# What the task asks
Can you give the lines below, from the first one through the line containing "left=649, top=349, right=695, bottom=397", both included, as a Markdown table with the columns Row and Line, skipping blank lines? Leave the pictures out of the answer.

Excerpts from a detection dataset
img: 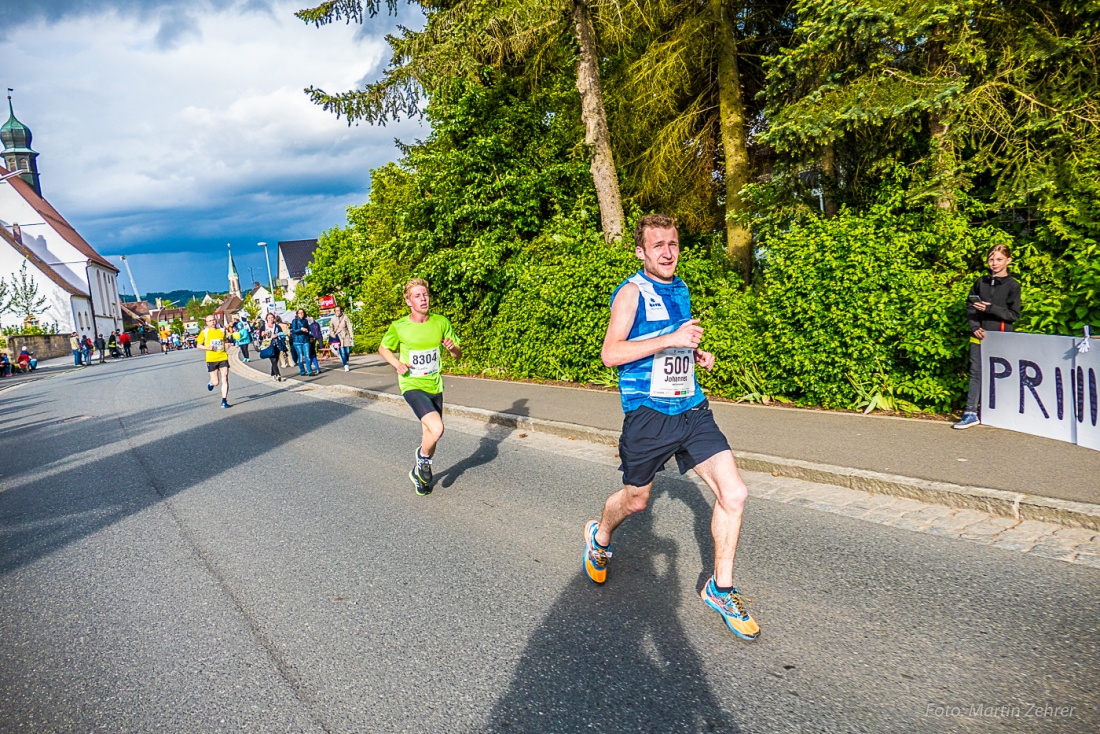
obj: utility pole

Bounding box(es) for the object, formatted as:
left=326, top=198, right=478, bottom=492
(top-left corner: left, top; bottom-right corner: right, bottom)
left=256, top=242, right=275, bottom=300
left=119, top=255, right=141, bottom=300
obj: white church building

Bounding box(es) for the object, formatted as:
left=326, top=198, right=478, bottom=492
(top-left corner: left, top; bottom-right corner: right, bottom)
left=0, top=96, right=122, bottom=338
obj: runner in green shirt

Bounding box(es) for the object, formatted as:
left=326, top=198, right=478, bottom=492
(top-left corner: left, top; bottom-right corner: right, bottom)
left=378, top=277, right=462, bottom=496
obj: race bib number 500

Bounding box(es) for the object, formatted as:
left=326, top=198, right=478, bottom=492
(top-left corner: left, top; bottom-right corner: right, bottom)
left=409, top=347, right=439, bottom=377
left=649, top=349, right=695, bottom=397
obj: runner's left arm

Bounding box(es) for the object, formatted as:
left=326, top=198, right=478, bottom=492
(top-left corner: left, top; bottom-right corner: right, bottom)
left=441, top=321, right=462, bottom=360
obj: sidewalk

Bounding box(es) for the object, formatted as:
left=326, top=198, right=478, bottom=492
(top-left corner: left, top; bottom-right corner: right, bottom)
left=0, top=355, right=78, bottom=390
left=236, top=354, right=1100, bottom=526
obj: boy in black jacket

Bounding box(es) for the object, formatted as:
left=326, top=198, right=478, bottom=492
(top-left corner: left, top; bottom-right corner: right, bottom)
left=953, top=244, right=1020, bottom=429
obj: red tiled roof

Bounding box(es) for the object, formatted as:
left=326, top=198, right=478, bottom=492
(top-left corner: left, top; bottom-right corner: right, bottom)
left=0, top=161, right=119, bottom=273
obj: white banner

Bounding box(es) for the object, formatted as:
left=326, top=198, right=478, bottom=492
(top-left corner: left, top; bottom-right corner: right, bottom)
left=1073, top=339, right=1100, bottom=451
left=981, top=331, right=1100, bottom=449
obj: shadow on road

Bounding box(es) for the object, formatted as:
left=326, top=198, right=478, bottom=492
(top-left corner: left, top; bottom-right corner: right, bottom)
left=0, top=376, right=355, bottom=574
left=487, top=479, right=739, bottom=733
left=436, top=397, right=529, bottom=489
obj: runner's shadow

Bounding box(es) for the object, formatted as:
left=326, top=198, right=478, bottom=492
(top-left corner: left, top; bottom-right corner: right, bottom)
left=486, top=482, right=739, bottom=732
left=436, top=397, right=529, bottom=489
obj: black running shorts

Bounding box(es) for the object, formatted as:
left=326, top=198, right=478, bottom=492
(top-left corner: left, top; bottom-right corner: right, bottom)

# Answer to the exercise
| Row | Line |
|---|---|
| 1 | img:  |
| 2 | obj: utility pole |
| 3 | Bounding box(es) for the object, formatted as: |
| 4 | left=326, top=198, right=478, bottom=492 |
| 5 | (top-left corner: left, top; bottom-right corner: right, bottom) |
| 6 | left=256, top=242, right=275, bottom=300 |
| 7 | left=119, top=255, right=141, bottom=300 |
| 8 | obj: white church building |
| 9 | Bounding box(es) for the object, formatted as: |
| 10 | left=326, top=198, right=478, bottom=492 |
| 11 | (top-left corner: left, top; bottom-right corner: right, bottom) |
| 12 | left=0, top=96, right=122, bottom=338 |
| 13 | obj: runner in green shirt |
| 14 | Bounding box(es) for the object, formatted as: |
| 15 | left=326, top=198, right=478, bottom=492 |
| 16 | (top-left corner: left, top; bottom-right corner: right, bottom) |
| 17 | left=378, top=277, right=462, bottom=496 |
| 18 | obj: race bib number 500 |
| 19 | Bounding box(es) for the object, formatted as: |
| 20 | left=326, top=198, right=478, bottom=492 |
| 21 | (top-left corner: left, top; bottom-right corner: right, bottom) |
| 22 | left=409, top=347, right=439, bottom=377 |
| 23 | left=649, top=349, right=695, bottom=397 |